B. The Parental-Termination Proceeding
On December 18, 2012, the Department, represented by the State, petitioned the
magistrate to terminate Mother and Father’s parental rights. The petition alleged that Mother
“neglect[ed] the children by being on probation and being arrested on probation violations on
drug charges for possession of methamphetamines.” The petition averred that termination was in
the children’s best interests because “the parents are unable to provide personal care or
maintenance for these children and the best interests of the children would be served by
providing them with a financially and emotionally stable home environment such as that which
might be provided by adoptive parents.”
On July 11, 2013, the magistrate conducted a parental rights termination hearing for both
Mother and Father. The State presented testimony from a former child protection worker, the
foster mother, Mother’s probation officer, Father’s probation officer, a social worker (the first
social worker), the guardian ad litem, and a second social worker. Mother testified on her behalf
and Father testified on his behalf. The testimony adduced at the July 11, 2013, hearing and
relevant to Mother’s case is as follows.

DATA FOR PROCESSING ▸
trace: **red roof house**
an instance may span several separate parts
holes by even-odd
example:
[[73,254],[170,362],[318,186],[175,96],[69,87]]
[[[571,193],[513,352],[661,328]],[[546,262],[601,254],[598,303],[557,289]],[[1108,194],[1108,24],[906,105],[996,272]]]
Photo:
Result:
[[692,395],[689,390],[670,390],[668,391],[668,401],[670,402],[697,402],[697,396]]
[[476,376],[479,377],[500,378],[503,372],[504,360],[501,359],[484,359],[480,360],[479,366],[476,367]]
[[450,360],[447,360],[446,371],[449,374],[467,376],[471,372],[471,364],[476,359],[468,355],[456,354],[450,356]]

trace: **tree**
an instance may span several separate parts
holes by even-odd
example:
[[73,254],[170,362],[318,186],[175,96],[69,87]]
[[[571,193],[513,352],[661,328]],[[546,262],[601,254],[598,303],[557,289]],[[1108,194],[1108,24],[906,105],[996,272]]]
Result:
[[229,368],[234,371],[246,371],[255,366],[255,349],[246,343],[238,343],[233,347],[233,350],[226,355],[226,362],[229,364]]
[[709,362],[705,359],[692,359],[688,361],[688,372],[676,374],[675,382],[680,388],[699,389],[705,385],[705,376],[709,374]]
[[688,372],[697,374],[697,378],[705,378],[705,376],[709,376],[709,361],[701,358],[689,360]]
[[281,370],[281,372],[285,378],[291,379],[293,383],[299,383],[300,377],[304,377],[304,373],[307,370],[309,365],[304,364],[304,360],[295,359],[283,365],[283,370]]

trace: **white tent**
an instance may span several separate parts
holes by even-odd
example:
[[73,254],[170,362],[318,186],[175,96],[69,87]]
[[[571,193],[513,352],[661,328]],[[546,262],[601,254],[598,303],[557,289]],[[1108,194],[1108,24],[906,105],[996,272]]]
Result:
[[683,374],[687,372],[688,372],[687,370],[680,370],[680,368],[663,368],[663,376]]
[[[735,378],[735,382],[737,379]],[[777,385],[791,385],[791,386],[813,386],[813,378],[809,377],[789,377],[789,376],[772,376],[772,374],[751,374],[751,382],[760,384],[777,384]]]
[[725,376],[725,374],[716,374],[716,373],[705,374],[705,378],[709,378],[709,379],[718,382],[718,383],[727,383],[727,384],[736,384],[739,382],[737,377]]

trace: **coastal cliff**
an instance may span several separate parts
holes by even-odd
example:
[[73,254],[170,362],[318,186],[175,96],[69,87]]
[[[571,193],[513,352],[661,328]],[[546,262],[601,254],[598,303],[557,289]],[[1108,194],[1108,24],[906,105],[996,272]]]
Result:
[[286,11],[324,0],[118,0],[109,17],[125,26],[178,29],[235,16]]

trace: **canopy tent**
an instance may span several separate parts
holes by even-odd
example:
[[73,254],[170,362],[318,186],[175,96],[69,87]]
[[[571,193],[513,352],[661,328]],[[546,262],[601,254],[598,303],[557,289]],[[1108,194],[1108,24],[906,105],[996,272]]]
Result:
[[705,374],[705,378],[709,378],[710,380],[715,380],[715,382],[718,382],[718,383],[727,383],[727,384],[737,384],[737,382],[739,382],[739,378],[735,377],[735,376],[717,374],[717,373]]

SET EXERCISE 1 ▸ In the passage about the parental-termination proceeding, on what date did the magistrate hold the termination hearing for Mother and Father?
SET EXERCISE 2 ▸ From the records, copy the lines from the one containing "trace: **coastal cliff**" up to and including the one containing "[[286,11],[324,0],[118,0],[109,17],[125,26],[178,29],[235,16]]".

EXERCISE RESPONSE 1 ▸ July 11, 2013.

EXERCISE RESPONSE 2 ▸
trace: **coastal cliff**
an instance may span several separate parts
holes by even-odd
example:
[[73,254],[170,362],[318,186],[175,96],[69,87]]
[[[571,193],[513,352],[661,328]],[[546,262],[601,254],[598,303],[557,289]],[[1108,194],[1108,24],[906,105],[996,272]]]
Result:
[[286,11],[324,0],[118,0],[109,17],[125,26],[178,29],[235,16]]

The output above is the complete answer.